Document passage |
________________________________________

Not knowing if the other victim of the crash got out of their car, Gomez ran back over to the scene to inspect.
"When I saw that she was trapped in the car the exact same way that the man was, I was terrified," Gomez said. "I didn't know if I was going to be able to get her out because I was so exhausted, but I still had to try."
He hurried to the driver-side door and attempted to pry it open, but it was jammed closed and her window had been rolled up. He noticed the passenger door appeared to be unlocked, so he quickly made his way over to open it.
"I got in and grabbed her waist in an attempt to pull her, but her legs were pinned under the dashboard in the same way the man's were," Gomez said. "I began to pull her sideways, but she started screaming in excruciating pain, so I stopped instantly."
He assumed that the woman's legs were broken, so Gomez had to think quickly. The flames were taking over the interior of the vehicle and sweat began beading on his forehead from the extreme heat. His boots were caked in soot from the debris that was sweltering around him.
"It honestly crossed my mind that I was going to watch this women burn alive in her car if I didn't get help," he said.
Just when he felt all hope of freeing her vanished, someone stumbled over.
"I saw a man coming out of the ditch and immediately waved him over to help me," Gomez said.

________________________________________

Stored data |

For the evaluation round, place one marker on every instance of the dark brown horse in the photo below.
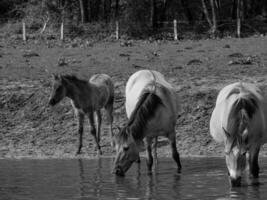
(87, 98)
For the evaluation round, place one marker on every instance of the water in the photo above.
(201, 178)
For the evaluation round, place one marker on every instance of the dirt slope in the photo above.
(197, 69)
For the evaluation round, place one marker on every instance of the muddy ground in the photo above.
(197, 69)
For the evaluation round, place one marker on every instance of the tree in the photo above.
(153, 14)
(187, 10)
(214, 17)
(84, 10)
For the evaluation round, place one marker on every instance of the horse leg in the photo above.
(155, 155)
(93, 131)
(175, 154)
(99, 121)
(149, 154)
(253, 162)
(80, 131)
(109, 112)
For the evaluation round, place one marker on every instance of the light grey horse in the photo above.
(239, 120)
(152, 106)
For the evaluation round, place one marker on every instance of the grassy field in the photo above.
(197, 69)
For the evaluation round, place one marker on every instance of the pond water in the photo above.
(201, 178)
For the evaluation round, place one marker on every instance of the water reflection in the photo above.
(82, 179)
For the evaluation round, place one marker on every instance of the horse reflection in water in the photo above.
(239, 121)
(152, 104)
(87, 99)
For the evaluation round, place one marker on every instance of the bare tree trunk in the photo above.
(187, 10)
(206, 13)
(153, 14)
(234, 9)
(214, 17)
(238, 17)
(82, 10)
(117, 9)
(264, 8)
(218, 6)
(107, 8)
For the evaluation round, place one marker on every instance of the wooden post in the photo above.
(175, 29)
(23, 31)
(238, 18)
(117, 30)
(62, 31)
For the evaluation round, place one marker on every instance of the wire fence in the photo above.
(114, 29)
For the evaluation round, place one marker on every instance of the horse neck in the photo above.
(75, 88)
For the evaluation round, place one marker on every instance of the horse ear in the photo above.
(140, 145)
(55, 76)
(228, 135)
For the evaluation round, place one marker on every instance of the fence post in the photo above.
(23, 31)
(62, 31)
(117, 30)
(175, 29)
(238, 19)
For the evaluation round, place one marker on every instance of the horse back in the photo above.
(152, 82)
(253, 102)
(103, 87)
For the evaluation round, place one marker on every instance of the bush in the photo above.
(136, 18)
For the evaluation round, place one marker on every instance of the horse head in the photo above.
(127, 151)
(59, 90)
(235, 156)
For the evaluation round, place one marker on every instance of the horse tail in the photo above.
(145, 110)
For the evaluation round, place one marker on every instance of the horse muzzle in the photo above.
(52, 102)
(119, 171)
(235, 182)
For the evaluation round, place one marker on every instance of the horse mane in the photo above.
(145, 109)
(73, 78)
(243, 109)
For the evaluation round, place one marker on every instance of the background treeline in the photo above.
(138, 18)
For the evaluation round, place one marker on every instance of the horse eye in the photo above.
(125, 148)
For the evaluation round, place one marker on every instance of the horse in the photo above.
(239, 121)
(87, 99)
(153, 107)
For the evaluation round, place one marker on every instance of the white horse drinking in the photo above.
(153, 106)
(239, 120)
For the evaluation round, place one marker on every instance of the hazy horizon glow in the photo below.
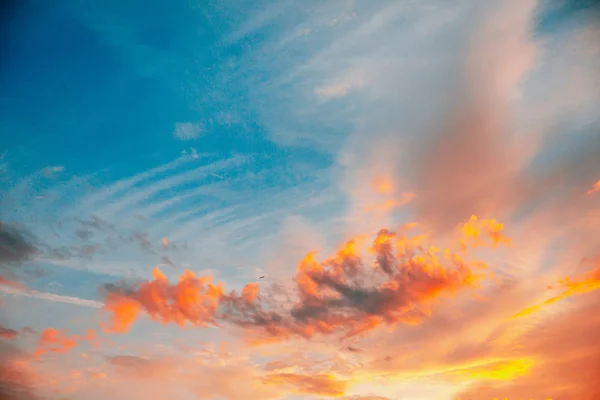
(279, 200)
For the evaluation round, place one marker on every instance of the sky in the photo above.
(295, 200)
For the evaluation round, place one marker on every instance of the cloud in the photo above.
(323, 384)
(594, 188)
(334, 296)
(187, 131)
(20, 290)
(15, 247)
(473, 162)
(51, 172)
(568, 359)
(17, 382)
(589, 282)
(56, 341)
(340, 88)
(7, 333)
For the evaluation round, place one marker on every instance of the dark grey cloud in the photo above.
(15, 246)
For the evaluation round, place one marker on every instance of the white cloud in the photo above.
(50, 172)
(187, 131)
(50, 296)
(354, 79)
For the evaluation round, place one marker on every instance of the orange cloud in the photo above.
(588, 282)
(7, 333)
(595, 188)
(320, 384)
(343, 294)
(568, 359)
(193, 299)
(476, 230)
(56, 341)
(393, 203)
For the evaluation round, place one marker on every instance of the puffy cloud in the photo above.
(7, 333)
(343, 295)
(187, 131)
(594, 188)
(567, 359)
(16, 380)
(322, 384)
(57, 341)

________________________________________

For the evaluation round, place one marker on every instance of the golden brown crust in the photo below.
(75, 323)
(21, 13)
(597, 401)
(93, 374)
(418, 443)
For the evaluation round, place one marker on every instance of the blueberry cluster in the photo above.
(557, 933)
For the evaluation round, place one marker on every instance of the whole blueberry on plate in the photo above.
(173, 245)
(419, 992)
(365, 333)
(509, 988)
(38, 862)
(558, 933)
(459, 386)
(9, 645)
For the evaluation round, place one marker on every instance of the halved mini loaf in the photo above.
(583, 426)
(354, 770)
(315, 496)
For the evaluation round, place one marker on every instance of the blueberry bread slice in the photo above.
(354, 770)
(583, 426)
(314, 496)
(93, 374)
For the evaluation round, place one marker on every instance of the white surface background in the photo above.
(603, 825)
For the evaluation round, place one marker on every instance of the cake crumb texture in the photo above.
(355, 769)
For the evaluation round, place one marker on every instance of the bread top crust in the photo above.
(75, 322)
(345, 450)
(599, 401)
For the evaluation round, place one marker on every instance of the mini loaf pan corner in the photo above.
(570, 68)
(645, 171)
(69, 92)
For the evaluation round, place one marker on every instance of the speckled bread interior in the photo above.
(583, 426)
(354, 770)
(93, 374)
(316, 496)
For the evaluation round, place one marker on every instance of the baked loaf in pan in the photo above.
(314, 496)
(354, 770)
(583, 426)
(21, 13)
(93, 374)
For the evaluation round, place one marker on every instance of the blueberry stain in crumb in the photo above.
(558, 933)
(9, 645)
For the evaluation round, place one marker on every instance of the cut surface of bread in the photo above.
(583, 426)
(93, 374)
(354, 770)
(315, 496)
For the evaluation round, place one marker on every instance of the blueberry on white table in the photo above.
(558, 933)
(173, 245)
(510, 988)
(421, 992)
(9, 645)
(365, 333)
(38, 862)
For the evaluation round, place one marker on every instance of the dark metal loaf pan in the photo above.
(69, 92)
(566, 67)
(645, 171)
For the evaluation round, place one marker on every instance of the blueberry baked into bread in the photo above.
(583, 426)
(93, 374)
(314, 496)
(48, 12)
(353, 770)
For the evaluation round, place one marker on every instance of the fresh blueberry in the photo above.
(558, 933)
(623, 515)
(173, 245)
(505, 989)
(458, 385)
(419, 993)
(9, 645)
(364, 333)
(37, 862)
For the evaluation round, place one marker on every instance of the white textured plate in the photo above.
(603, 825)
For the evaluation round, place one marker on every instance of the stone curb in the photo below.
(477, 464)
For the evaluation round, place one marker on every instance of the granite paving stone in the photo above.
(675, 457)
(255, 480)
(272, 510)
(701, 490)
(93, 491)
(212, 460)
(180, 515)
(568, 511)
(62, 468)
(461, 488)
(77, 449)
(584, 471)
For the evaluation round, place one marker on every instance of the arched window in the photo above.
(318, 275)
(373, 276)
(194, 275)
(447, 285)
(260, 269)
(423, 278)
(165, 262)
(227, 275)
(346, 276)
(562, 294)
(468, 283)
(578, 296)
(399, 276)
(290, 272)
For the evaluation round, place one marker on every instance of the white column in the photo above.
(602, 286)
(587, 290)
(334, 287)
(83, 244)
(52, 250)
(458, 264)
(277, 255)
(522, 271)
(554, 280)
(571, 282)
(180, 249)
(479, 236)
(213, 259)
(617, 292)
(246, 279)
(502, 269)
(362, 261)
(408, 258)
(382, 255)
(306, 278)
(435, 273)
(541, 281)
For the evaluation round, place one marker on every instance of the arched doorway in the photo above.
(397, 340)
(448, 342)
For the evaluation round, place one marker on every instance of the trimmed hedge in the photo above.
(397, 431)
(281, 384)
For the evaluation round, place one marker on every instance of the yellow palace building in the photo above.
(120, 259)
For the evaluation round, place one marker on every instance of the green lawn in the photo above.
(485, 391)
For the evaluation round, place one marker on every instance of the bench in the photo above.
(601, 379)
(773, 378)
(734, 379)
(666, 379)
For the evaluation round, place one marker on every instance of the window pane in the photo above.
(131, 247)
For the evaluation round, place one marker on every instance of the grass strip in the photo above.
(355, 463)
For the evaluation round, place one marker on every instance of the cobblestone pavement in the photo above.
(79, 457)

________________________________________

Answer these questions about the crash rescue account:
1. Why could Gomez not open the driver-side door?
2. What did the woman do when Gomez began to pull her sideways?
3. Where was the man Gomez waved over coming from?

1. It was jammed closed.
2. She started screaming in excruciating pain.
3. He was coming out of the ditch.